[INFORMATION Boundary: Start]

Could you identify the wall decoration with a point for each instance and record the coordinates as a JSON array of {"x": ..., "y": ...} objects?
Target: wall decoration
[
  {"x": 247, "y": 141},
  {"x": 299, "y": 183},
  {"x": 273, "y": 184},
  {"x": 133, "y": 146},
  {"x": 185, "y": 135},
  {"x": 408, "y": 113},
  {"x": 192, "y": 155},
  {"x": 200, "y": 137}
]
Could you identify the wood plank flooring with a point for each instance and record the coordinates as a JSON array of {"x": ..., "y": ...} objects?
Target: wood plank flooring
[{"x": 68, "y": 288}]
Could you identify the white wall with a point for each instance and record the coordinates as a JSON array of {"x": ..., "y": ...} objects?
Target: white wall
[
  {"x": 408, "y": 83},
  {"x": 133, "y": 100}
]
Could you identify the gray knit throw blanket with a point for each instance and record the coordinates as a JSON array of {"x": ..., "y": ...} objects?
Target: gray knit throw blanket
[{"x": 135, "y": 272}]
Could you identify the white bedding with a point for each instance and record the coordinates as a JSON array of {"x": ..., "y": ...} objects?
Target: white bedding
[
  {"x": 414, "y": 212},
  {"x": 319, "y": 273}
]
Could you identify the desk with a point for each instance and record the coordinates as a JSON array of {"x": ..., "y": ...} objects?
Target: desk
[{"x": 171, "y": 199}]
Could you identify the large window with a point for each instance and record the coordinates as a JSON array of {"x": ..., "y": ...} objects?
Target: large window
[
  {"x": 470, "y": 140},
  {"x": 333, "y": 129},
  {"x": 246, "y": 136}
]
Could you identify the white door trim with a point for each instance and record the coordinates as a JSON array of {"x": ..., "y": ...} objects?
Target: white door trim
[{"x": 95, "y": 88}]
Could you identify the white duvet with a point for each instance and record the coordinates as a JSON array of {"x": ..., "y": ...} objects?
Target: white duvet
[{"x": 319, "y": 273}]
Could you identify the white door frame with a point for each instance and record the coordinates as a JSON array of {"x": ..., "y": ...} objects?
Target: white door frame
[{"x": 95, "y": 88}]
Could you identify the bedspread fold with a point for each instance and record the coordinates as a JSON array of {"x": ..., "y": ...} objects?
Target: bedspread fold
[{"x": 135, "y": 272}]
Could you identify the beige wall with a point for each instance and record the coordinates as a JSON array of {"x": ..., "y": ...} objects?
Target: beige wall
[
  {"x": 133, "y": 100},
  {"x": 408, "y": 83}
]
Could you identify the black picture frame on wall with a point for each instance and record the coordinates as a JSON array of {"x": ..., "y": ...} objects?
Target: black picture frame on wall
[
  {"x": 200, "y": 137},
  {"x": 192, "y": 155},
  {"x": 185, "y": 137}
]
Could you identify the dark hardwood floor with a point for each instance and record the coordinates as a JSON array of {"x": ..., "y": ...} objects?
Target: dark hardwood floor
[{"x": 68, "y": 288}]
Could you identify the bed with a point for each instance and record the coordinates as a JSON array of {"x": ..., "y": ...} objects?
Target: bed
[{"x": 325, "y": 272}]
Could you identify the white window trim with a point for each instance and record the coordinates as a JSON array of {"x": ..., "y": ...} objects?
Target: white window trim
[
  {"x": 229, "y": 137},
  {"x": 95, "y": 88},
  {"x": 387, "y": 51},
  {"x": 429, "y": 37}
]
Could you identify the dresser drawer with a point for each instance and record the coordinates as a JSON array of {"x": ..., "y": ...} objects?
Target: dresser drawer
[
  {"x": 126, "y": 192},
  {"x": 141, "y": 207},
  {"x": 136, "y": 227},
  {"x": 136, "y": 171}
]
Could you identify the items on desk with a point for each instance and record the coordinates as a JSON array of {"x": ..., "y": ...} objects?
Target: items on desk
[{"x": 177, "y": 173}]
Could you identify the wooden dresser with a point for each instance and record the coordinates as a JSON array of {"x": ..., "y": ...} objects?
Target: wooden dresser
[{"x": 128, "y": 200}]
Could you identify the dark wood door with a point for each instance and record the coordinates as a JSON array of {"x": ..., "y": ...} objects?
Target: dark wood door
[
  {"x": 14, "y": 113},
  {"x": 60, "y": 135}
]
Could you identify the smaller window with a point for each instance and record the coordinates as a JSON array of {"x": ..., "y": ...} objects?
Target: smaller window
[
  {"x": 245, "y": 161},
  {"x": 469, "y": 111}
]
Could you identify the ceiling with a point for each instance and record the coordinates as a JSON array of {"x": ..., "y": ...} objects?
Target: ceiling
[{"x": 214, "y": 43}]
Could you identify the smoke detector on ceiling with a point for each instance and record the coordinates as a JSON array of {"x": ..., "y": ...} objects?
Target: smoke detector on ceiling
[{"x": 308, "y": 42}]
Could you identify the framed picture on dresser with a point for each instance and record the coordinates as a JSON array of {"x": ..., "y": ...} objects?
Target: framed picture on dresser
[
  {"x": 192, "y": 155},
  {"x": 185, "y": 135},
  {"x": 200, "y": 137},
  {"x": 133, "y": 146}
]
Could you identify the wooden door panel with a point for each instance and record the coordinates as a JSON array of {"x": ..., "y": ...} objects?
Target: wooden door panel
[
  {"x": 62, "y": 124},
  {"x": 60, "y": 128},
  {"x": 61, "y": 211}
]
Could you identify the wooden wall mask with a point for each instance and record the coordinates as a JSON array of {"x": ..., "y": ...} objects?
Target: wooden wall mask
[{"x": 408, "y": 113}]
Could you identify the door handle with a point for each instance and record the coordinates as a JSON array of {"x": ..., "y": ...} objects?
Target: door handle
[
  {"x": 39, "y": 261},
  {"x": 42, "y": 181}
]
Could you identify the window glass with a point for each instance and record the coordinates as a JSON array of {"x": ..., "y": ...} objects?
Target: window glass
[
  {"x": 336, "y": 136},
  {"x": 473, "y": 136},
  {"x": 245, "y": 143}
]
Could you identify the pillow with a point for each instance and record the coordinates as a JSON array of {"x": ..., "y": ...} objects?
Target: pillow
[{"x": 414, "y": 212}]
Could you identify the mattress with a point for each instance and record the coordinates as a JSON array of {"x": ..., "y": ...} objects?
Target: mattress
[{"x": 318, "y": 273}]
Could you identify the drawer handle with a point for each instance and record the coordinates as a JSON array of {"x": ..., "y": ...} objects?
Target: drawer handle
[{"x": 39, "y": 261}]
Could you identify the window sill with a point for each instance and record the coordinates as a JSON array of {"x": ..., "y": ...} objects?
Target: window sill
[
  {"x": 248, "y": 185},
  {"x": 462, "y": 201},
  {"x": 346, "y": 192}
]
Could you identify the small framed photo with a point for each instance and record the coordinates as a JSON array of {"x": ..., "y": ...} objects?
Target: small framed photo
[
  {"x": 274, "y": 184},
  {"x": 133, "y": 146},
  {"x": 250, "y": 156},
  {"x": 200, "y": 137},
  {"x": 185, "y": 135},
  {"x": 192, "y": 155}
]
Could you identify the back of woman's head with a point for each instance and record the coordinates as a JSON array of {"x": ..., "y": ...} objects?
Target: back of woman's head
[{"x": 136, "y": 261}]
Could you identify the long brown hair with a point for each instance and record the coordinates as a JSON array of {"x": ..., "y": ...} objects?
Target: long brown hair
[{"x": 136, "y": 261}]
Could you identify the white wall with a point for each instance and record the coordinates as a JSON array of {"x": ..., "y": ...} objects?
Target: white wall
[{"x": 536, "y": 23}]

[INFORMATION Boundary: End]

> TASK REQUIREMENTS
Repeat all of the records, letter for letter.

> RESPONSE BOX
Could you identify the wall decoration with a point for each instance and record the coordinates as a JSON array of {"x": ..., "y": ...} objects?
Target: wall decoration
[
  {"x": 247, "y": 141},
  {"x": 299, "y": 183},
  {"x": 273, "y": 184},
  {"x": 133, "y": 146},
  {"x": 185, "y": 135},
  {"x": 408, "y": 113},
  {"x": 192, "y": 155},
  {"x": 200, "y": 137}
]
Could you identify the wood plank flooring with a point for each instance and record the coordinates as a JSON array of {"x": ..., "y": ...} objects?
Target: wood plank flooring
[{"x": 68, "y": 288}]
Could you identify the white wall with a point for each instance and record the coordinates as a JSON array of {"x": ..., "y": ...} objects?
Target: white wall
[
  {"x": 408, "y": 83},
  {"x": 133, "y": 100}
]
Could you identify the gray knit throw blanket with a point for each instance and record the coordinates as a JSON array of {"x": ..., "y": ...} objects?
Target: gray knit throw blanket
[{"x": 135, "y": 272}]
Could you identify the white bedding with a point for each instance and record the coordinates as a JSON array of {"x": ..., "y": ...} objects?
Target: white bedding
[
  {"x": 414, "y": 212},
  {"x": 319, "y": 273}
]
Could you identify the desk with a point for each instance and record the coordinates as a JSON array of {"x": ..., "y": ...} objects?
Target: desk
[{"x": 171, "y": 199}]
Could you identify the large window with a point for each instance and record the coordinates as a JSON array of {"x": ..., "y": ...} objects?
Target: large window
[
  {"x": 470, "y": 140},
  {"x": 333, "y": 129},
  {"x": 246, "y": 136}
]
Could you identify the white door trim with a point for each instance and record the coordinates as a JSON array of {"x": ..., "y": ...} objects?
Target: white door trim
[{"x": 95, "y": 88}]
Could you identify the white duvet with a point for each instance and record the coordinates as a JSON array of {"x": ..., "y": ...} objects?
Target: white duvet
[{"x": 319, "y": 273}]
Could you identify the white door frame with a point for each instance and record the coordinates as a JSON array of {"x": ..., "y": ...} objects?
Target: white door frame
[{"x": 95, "y": 88}]
Could you identify the bedspread fold with a point for each instance and record the coordinates as a JSON array of {"x": ..., "y": ...} objects?
Target: bedspread fold
[{"x": 135, "y": 272}]
Could you identify the beige wall with a point for each instance and record the coordinates as a JSON array of {"x": ..., "y": ...} objects?
Target: beige wall
[
  {"x": 133, "y": 100},
  {"x": 408, "y": 83}
]
Could you identify the black picture frame on wall with a point for each instance and record the coordinates as a JSON array of {"x": ..., "y": ...} objects?
Target: black picture frame on wall
[
  {"x": 200, "y": 137},
  {"x": 192, "y": 155},
  {"x": 185, "y": 137}
]
Could you identify the dark hardwood floor with a point for each instance and record the coordinates as a JSON array of {"x": ..., "y": ...} objects?
Target: dark hardwood floor
[{"x": 68, "y": 288}]
Could you identify the bed with a point for each instance and record the coordinates as a JSON array of {"x": ..., "y": ...} objects?
Target: bed
[{"x": 325, "y": 272}]
Could you identify the white window trim with a point for each instance and record the coordinates as a JSON array of {"x": ..., "y": ...} objects?
Target: white window trim
[
  {"x": 229, "y": 137},
  {"x": 95, "y": 88},
  {"x": 387, "y": 51},
  {"x": 429, "y": 37}
]
Could you identify the dresser drawer with a point for each instance and record the coordinates as a JSON array of {"x": ..., "y": ...} objects?
Target: dresser drawer
[
  {"x": 126, "y": 192},
  {"x": 141, "y": 207},
  {"x": 136, "y": 227},
  {"x": 136, "y": 171}
]
Could you identify the items on desk with a point for each instance and record the coordinates as a JSON array of {"x": ..., "y": ...} objects?
Target: items on desk
[{"x": 177, "y": 173}]
Could you identify the wooden dresser with a point for each instance and record the coordinates as a JSON array of {"x": ..., "y": ...} objects?
Target: wooden dresser
[{"x": 128, "y": 200}]
Could you identify the dark wood door with a point for each instance and record the coordinates as a JSON array of {"x": ..., "y": ...} objects?
Target: dark wood door
[
  {"x": 14, "y": 113},
  {"x": 60, "y": 135}
]
Could you identify the smaller window with a point for each instance and record the coordinates as a JSON array of {"x": ..., "y": ...} objects?
Target: smaller window
[
  {"x": 245, "y": 161},
  {"x": 469, "y": 111}
]
Could you identify the ceiling with a point for each instance and record the coordinates as a JSON array of {"x": ..., "y": ...} objects?
Target: ceiling
[{"x": 214, "y": 43}]
Could you identify the smoke detector on ceiling with a point for each instance and record the coordinates as a JSON array of {"x": ..., "y": ...} objects?
Target: smoke detector on ceiling
[{"x": 308, "y": 42}]
Could you identify the framed picture on dresser with a point for each instance and record the coordinates as a JSON array of {"x": ..., "y": ...} objects?
Target: framed picture on dresser
[
  {"x": 192, "y": 155},
  {"x": 185, "y": 135},
  {"x": 200, "y": 137},
  {"x": 133, "y": 146}
]
Could you identify the wooden door panel with a point for each instance and record the coordinates as a JSON array of {"x": ..., "y": ...} objects?
Target: wooden door panel
[
  {"x": 62, "y": 124},
  {"x": 60, "y": 128},
  {"x": 61, "y": 211}
]
Could you identify the wooden wall mask with a point for each instance and record the coordinates as a JSON array of {"x": ..., "y": ...} objects?
Target: wooden wall mask
[{"x": 408, "y": 113}]
Could you identify the door handle with a point for each instance and record the coordinates as a JSON array of {"x": ..., "y": ...} objects?
Target: door handle
[
  {"x": 39, "y": 261},
  {"x": 42, "y": 181}
]
Could you identify the window glass with a point for each instance and record the coordinates as a JSON array of {"x": ..., "y": ...} objects?
Target: window glass
[
  {"x": 336, "y": 136},
  {"x": 473, "y": 136},
  {"x": 245, "y": 143}
]
Could you identify the pillow with a point for each instance and record the coordinates as a JSON array of {"x": ..., "y": ...} objects?
Target: pillow
[{"x": 414, "y": 212}]
Could you identify the mattress with a point for each instance and record the coordinates as a JSON array of {"x": ..., "y": ...} objects?
Target: mattress
[{"x": 318, "y": 273}]
Could you identify the drawer handle with a point for each instance and record the coordinates as a JSON array of {"x": ..., "y": ...} objects?
Target: drawer handle
[{"x": 39, "y": 261}]
Could you identify the window sill with a point for each instance and record the coordinates as a JSON array of {"x": ..., "y": ...} objects?
Target: window sill
[
  {"x": 248, "y": 185},
  {"x": 462, "y": 201},
  {"x": 346, "y": 192}
]
Could you identify the small framed photo with a point for each instance and record the coordinates as a JSON array of {"x": ..., "y": ...} objects?
Target: small framed photo
[
  {"x": 274, "y": 184},
  {"x": 133, "y": 146},
  {"x": 250, "y": 156},
  {"x": 200, "y": 137},
  {"x": 185, "y": 135},
  {"x": 192, "y": 155}
]
Could you identify the back of woman's head with a point for each instance and record the coordinates as a JSON array of {"x": ..., "y": ...} objects?
Target: back of woman's head
[{"x": 136, "y": 261}]
Could you identify the long brown hair with a point for each instance and record the coordinates as a JSON array of {"x": ..., "y": ...} objects?
Target: long brown hair
[{"x": 136, "y": 261}]
Could you identify the white wall with a point for each instance and record the coordinates as a JSON array of {"x": ..., "y": ...} objects?
Target: white wall
[{"x": 536, "y": 23}]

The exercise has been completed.